Show each line below that contains the word "concrete", copied in full, and treat uppercase and lowercase letters as different.

** Start of Given data **

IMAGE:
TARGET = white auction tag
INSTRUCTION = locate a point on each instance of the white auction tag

** End of Given data **
** Start of Given data **

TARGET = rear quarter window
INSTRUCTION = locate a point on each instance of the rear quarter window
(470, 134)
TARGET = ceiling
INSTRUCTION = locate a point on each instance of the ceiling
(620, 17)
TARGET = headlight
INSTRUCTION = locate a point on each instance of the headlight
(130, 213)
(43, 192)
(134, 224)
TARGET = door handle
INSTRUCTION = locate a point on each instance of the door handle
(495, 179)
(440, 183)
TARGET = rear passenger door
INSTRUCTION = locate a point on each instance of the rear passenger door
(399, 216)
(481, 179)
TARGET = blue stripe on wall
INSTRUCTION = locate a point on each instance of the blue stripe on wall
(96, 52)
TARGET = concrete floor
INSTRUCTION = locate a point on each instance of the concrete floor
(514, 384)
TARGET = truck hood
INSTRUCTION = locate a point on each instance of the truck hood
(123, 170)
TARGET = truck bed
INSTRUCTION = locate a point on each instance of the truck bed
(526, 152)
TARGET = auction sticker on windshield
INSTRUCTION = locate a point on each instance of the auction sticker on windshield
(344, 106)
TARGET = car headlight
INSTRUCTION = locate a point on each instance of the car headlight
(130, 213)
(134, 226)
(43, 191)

** End of Given data **
** Start of Given data **

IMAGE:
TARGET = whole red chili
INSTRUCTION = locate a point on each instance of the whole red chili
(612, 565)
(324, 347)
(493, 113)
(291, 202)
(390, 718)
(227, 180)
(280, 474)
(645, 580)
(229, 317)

** End of Given data **

_Response to this exercise_
TARGET = concrete floor
INSTRUCTION = locate a point on each instance of the concrete floor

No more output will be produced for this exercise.